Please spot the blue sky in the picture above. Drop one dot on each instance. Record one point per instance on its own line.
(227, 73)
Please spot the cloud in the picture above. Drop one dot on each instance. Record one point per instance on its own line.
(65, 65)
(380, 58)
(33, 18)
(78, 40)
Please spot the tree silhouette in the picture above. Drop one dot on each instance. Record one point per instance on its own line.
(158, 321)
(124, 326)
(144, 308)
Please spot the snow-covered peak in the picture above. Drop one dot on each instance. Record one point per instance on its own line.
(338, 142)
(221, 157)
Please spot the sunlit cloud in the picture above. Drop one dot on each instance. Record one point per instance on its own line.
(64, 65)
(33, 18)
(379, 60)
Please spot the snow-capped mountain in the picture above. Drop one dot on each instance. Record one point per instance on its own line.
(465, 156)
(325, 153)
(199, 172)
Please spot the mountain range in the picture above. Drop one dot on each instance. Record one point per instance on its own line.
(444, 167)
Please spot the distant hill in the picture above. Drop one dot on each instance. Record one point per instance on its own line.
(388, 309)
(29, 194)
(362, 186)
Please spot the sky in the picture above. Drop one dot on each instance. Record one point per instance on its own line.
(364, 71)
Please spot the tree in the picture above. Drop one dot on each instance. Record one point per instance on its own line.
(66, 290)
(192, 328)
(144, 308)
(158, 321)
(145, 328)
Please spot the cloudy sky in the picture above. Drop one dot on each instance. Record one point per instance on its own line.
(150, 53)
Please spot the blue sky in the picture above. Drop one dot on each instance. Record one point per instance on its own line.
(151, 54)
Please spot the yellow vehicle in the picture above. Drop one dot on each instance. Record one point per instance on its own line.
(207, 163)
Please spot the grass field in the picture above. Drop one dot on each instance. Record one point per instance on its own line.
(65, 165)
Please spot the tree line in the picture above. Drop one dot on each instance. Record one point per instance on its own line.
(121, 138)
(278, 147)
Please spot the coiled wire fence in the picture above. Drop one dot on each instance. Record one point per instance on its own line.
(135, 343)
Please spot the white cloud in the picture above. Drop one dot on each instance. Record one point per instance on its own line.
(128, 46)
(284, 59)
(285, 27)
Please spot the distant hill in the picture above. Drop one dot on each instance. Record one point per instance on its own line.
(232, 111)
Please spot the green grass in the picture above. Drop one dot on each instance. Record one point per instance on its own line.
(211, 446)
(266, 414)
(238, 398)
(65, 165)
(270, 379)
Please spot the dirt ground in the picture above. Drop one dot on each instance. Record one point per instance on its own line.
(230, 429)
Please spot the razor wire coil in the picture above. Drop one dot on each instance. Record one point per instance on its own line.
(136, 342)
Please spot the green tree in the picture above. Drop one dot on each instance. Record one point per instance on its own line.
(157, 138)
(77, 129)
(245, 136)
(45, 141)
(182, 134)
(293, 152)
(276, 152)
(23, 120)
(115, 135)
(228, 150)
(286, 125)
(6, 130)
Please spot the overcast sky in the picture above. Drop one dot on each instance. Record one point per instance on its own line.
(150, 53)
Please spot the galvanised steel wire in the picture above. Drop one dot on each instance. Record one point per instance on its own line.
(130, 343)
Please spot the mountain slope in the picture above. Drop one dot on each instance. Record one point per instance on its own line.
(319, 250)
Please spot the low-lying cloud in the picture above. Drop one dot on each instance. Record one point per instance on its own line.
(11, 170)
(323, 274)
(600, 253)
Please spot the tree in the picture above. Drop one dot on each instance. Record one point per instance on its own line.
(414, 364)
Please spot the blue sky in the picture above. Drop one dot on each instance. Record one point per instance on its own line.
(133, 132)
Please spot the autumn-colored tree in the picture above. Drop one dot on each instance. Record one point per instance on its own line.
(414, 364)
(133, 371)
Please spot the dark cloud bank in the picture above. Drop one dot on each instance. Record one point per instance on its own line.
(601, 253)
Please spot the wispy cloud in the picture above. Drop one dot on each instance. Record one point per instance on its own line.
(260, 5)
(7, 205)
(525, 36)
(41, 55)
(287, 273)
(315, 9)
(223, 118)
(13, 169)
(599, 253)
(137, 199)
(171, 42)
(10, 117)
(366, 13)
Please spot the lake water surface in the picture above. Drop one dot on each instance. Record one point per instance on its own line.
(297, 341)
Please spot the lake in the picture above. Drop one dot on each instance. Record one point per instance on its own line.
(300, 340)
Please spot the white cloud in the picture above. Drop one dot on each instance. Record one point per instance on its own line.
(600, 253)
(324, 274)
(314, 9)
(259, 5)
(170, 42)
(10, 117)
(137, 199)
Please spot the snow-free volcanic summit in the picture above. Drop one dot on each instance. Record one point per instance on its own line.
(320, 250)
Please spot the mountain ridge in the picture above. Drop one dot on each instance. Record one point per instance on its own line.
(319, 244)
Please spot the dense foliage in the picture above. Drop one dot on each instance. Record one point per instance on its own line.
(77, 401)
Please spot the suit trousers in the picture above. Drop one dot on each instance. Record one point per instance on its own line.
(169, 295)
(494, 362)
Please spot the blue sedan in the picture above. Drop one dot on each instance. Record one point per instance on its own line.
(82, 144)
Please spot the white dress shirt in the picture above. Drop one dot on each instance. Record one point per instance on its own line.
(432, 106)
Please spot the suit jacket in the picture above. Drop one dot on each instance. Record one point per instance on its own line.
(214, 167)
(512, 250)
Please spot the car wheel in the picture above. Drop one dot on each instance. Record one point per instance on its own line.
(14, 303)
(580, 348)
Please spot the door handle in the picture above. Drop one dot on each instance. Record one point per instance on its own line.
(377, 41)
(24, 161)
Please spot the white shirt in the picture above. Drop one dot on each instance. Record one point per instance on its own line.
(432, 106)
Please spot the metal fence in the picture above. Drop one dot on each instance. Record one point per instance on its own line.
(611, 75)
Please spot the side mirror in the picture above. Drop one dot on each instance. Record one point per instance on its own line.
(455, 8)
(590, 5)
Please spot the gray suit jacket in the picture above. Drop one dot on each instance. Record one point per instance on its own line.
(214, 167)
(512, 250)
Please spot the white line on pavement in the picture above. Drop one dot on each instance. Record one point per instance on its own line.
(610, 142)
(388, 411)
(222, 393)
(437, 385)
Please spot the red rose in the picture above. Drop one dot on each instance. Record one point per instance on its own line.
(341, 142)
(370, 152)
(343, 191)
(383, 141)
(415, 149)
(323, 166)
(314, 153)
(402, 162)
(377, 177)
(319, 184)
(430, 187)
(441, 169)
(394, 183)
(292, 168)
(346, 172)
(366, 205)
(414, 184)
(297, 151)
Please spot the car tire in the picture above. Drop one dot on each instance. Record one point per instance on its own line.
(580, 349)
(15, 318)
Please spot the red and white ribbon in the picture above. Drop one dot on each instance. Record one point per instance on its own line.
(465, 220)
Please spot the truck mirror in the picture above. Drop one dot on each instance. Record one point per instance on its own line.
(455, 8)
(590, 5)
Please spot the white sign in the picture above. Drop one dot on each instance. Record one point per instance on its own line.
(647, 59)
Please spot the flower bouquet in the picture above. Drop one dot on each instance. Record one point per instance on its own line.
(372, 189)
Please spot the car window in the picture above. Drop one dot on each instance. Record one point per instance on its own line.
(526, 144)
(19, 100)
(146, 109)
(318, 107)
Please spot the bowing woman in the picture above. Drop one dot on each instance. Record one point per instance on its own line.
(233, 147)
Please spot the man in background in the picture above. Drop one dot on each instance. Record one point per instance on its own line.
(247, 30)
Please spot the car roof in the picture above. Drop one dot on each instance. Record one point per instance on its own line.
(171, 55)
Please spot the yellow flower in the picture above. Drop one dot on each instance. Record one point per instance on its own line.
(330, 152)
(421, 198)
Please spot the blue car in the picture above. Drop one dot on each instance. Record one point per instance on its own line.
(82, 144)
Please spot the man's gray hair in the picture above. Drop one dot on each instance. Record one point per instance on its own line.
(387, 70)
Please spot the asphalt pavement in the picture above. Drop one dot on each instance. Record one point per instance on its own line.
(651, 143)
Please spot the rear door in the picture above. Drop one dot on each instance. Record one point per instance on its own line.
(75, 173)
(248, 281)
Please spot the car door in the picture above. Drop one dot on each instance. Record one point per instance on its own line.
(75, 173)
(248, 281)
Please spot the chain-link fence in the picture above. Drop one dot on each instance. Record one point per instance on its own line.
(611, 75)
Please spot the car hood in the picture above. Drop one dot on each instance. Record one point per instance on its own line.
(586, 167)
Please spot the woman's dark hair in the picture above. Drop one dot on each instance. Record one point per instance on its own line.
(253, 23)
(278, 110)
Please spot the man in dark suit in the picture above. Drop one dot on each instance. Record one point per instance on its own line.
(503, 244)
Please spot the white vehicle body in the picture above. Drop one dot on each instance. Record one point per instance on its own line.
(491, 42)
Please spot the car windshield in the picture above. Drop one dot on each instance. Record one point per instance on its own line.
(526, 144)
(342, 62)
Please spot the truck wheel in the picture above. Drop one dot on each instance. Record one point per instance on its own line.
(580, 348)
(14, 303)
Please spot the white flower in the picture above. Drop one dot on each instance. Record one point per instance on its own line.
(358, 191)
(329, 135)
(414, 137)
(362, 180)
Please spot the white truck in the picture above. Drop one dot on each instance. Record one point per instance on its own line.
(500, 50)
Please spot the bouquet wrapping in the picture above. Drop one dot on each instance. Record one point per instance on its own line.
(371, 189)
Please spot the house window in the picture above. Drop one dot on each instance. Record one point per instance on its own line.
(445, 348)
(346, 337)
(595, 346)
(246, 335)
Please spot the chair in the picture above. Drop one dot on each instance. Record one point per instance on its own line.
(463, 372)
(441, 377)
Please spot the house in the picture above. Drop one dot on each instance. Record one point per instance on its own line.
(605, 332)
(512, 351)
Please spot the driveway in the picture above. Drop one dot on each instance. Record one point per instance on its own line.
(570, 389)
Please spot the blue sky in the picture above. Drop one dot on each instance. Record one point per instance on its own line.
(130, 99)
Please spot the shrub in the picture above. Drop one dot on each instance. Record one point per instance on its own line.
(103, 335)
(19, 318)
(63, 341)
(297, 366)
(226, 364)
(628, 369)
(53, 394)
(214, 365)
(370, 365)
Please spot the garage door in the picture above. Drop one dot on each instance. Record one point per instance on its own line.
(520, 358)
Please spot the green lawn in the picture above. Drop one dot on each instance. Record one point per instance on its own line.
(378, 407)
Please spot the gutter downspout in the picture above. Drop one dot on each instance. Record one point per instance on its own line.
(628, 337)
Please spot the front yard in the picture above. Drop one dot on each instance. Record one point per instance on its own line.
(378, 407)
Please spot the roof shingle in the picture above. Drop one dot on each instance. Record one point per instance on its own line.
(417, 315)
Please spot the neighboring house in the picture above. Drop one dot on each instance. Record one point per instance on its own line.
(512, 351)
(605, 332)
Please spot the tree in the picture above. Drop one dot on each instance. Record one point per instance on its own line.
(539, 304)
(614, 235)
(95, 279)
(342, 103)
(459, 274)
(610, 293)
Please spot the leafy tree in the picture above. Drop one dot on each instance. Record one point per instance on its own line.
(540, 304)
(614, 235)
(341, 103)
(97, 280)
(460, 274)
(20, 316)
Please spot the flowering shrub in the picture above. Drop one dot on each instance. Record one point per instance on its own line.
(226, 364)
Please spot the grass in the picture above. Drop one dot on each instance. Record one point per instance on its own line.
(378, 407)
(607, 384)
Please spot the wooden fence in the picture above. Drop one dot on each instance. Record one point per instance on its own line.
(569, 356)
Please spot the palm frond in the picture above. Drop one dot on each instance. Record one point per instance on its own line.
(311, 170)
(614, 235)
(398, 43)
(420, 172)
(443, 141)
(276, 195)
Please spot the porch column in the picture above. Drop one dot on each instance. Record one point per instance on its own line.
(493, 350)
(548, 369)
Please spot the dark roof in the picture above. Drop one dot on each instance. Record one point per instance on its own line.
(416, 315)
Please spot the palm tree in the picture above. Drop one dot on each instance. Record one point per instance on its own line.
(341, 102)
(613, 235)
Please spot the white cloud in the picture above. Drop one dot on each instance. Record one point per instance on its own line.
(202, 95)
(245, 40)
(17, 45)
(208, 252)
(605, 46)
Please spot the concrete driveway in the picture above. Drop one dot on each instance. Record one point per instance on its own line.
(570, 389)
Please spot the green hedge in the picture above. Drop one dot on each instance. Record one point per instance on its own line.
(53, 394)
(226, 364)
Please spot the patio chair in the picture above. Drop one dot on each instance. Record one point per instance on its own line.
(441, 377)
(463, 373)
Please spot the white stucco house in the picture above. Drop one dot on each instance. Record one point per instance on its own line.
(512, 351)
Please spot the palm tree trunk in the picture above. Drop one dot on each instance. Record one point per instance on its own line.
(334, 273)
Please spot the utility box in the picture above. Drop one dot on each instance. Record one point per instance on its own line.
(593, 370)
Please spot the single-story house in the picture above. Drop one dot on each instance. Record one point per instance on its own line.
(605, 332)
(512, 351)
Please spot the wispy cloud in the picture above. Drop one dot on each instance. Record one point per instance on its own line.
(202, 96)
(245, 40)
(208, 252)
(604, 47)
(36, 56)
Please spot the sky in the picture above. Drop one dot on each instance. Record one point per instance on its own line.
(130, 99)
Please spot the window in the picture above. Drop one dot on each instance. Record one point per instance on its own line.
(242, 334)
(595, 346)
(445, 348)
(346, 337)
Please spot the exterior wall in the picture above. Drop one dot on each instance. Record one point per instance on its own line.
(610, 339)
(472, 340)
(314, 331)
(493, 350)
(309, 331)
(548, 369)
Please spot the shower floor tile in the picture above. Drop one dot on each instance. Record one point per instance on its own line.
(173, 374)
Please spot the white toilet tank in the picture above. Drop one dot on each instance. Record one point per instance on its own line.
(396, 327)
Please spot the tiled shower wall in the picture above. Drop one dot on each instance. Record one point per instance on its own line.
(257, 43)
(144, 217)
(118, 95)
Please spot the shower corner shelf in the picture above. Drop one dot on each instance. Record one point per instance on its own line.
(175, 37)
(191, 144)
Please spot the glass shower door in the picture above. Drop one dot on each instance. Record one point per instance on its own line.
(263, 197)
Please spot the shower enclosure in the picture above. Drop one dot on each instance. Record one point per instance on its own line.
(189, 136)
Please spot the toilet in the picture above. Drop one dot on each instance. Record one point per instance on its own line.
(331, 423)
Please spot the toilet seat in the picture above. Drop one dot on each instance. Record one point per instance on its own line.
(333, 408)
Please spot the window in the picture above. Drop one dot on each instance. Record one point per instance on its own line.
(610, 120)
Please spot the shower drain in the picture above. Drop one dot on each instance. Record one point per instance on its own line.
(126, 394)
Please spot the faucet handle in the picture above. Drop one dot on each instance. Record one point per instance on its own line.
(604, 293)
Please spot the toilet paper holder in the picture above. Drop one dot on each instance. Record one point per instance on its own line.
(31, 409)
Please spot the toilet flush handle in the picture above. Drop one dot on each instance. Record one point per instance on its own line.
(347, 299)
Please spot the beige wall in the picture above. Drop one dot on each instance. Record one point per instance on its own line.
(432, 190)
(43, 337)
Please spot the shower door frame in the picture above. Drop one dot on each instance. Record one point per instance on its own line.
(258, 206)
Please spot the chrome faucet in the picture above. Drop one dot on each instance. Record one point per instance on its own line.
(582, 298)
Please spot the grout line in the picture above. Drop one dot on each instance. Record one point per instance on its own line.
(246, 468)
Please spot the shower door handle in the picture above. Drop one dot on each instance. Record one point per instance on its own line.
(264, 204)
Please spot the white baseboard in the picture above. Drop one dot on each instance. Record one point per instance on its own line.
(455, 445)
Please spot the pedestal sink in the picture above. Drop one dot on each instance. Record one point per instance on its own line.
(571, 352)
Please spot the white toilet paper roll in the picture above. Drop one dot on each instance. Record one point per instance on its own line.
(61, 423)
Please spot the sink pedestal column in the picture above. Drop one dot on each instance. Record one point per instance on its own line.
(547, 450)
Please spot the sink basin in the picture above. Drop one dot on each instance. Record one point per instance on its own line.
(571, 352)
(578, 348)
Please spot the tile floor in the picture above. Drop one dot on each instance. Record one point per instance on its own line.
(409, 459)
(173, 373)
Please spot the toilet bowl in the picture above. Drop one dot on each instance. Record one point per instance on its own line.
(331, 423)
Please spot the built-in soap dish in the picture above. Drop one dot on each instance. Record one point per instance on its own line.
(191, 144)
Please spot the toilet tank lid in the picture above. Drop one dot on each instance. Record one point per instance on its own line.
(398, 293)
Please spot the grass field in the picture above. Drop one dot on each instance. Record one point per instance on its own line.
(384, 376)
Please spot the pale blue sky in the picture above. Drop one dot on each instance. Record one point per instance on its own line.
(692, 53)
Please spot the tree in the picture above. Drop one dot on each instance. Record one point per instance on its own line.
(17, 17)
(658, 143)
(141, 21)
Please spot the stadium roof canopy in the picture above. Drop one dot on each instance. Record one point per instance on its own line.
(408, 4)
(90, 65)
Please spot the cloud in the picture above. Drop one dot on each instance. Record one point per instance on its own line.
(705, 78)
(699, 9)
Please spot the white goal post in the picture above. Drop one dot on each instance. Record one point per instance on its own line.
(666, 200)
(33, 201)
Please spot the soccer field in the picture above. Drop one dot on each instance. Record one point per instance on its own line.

■ ■ ■

- [Stated exercise]:
Lines from the one containing "Please spot the tile floor" through the final line are to be given again verbatim, with nothing before or after.

- [Exercise solution]:
Please spot the tile floor in the picture above. Drop one dot on each instance. Record one point per instance on its own line.
(409, 459)
(173, 373)
Please spot the toilet bowl in the picture above. Drop one dot on each instance. Record one point per instance on its own line.
(331, 423)
Please spot the built-in soap dish in the picture above. Drop one dot on each instance. Record one point per instance on its own line.
(191, 144)
Please spot the toilet tank lid in the picture above. Drop one dot on each instance. Record one point per instance on its own line.
(398, 293)
Please spot the grass field in the picture above. Drop one dot on each instance. Record one point per instance on its own line.
(384, 376)
Please spot the pale blue sky in the picture above. Drop one dot on each instance. Record one point per instance on its own line.
(692, 53)
Please spot the tree in the picture above. Drop one dot on each instance. Record one point per instance on its own line.
(17, 17)
(658, 143)
(141, 21)
Please spot the stadium roof canopy in the picture above. Drop one dot on each instance. Record one point per instance on its own line.
(408, 4)
(90, 65)
Please spot the cloud in the picture above. Drop one dot on each instance. Record one point per instance on its own line.
(705, 78)
(699, 9)
Please spot the white goal post in the picture above. Drop one dot on each instance. Record one point per instance on its own line.
(666, 200)
(33, 201)
Please spot the soccer field in the picture above. Drop one dot on each instance. Record one point per instance on its own line.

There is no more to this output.